▶ [EXERCISE INSTRUCTIONS]: Only those lines in the data below from the line containing "[locate] cardboard box" through the line containing "[locate] hand holding", both included, should be restated word for word.

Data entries
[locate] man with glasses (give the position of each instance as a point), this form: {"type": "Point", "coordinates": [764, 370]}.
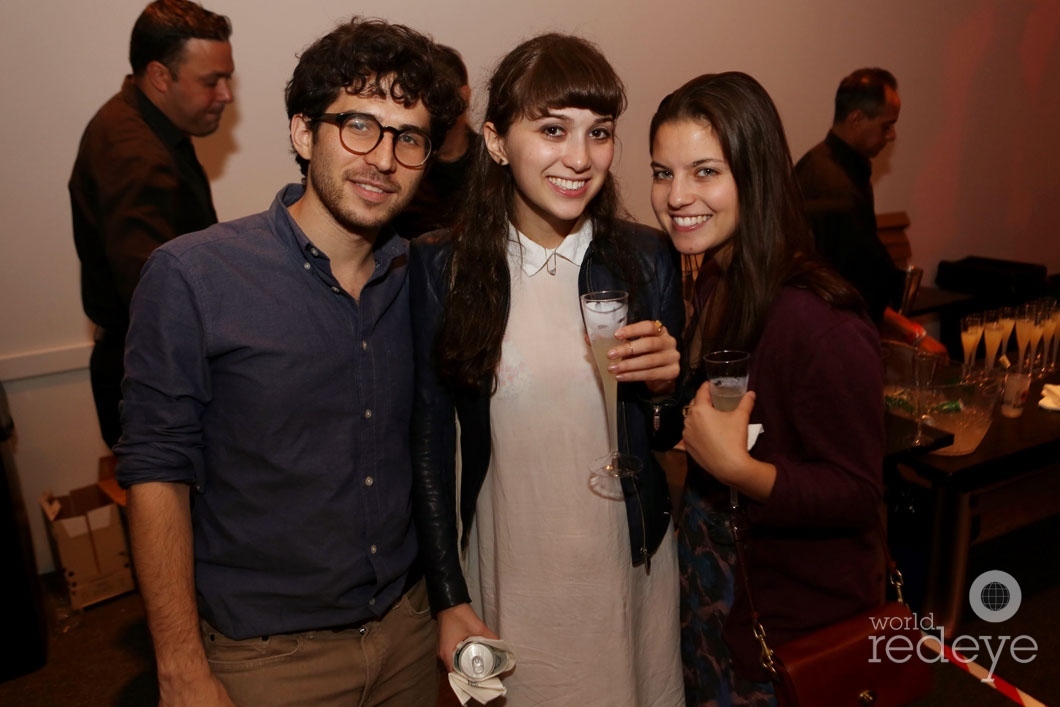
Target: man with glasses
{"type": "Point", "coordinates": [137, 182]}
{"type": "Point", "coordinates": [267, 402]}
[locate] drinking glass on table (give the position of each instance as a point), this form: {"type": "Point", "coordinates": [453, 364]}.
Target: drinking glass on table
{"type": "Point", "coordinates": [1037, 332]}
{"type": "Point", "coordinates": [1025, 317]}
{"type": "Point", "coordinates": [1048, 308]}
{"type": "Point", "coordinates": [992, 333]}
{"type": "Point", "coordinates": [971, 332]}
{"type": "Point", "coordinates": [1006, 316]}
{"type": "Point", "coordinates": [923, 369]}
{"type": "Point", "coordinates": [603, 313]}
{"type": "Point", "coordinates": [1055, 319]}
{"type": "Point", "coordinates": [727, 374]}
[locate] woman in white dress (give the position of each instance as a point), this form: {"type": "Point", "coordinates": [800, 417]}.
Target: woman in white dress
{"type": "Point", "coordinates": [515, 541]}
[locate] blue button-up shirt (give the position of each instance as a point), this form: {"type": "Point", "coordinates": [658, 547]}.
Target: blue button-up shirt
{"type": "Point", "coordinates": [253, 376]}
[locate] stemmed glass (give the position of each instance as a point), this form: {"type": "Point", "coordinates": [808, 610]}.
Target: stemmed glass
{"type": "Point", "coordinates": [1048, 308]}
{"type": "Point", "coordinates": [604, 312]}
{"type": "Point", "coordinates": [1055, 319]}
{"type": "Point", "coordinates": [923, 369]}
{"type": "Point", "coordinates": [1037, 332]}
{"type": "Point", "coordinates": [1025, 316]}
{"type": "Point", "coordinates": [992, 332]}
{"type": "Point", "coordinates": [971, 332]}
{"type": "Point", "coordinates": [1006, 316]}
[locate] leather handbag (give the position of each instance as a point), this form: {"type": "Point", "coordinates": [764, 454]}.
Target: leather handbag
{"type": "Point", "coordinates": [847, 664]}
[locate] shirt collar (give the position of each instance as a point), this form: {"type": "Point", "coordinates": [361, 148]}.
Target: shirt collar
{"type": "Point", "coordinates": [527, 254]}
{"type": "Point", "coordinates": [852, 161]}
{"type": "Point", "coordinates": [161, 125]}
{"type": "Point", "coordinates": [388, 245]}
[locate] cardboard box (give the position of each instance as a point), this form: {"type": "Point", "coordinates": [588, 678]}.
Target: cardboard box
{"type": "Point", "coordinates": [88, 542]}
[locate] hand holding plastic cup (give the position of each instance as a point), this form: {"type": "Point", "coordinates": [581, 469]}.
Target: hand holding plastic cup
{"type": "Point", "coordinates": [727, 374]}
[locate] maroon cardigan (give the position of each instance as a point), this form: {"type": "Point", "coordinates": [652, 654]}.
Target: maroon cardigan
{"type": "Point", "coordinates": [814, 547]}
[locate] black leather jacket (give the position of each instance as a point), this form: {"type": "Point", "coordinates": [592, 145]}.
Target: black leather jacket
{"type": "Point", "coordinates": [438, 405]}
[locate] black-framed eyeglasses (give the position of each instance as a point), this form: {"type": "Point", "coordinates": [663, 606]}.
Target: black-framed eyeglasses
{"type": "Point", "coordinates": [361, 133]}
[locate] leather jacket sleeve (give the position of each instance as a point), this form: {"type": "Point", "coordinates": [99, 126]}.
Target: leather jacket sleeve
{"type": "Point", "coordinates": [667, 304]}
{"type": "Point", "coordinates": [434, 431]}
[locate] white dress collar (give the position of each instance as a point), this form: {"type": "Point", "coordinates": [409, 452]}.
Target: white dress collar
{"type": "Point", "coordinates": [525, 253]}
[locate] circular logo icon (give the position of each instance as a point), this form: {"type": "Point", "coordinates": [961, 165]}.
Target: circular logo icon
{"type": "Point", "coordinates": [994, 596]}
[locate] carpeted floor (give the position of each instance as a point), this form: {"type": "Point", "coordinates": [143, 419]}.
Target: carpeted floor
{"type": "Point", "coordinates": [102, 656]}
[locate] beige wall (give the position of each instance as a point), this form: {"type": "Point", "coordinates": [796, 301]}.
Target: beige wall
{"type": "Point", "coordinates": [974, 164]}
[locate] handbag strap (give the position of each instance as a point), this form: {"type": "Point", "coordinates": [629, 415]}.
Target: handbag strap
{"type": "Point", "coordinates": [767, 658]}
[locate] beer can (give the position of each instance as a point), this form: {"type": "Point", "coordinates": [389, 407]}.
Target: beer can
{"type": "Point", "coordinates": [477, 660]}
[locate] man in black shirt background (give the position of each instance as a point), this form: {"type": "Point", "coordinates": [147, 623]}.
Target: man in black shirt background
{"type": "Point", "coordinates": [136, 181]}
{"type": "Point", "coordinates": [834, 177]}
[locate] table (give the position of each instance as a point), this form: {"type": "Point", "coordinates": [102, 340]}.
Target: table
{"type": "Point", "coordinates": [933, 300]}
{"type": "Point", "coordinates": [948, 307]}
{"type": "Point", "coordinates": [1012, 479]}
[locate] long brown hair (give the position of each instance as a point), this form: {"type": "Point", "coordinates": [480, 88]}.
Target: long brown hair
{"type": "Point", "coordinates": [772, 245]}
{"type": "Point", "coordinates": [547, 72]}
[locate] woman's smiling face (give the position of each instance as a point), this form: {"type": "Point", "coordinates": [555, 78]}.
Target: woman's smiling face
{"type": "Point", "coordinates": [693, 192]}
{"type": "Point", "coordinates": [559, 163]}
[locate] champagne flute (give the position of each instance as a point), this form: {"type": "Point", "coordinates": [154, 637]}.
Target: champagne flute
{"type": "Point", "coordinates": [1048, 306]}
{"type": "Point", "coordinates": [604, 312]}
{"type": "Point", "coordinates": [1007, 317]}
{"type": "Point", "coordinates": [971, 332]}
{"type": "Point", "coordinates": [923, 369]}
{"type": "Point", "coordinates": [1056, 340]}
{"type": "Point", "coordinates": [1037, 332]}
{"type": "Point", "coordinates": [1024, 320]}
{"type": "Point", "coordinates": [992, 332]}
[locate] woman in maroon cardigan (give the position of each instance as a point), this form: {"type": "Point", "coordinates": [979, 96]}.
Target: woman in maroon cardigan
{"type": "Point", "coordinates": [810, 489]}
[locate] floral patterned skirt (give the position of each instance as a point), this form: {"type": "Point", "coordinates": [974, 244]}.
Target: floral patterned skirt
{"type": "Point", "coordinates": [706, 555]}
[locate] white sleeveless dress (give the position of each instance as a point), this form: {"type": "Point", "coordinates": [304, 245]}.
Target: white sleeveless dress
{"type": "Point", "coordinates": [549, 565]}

▶ [RESPONSE AREA]:
[locate] cardboard box (give the position of each instance as a point), this form: {"type": "Point", "coordinates": [588, 678]}.
Target: cardboard box
{"type": "Point", "coordinates": [88, 542]}
[locate] hand holding plastic cup (give the position of each instance as a point), this form: {"type": "Point", "coordinates": [581, 469]}.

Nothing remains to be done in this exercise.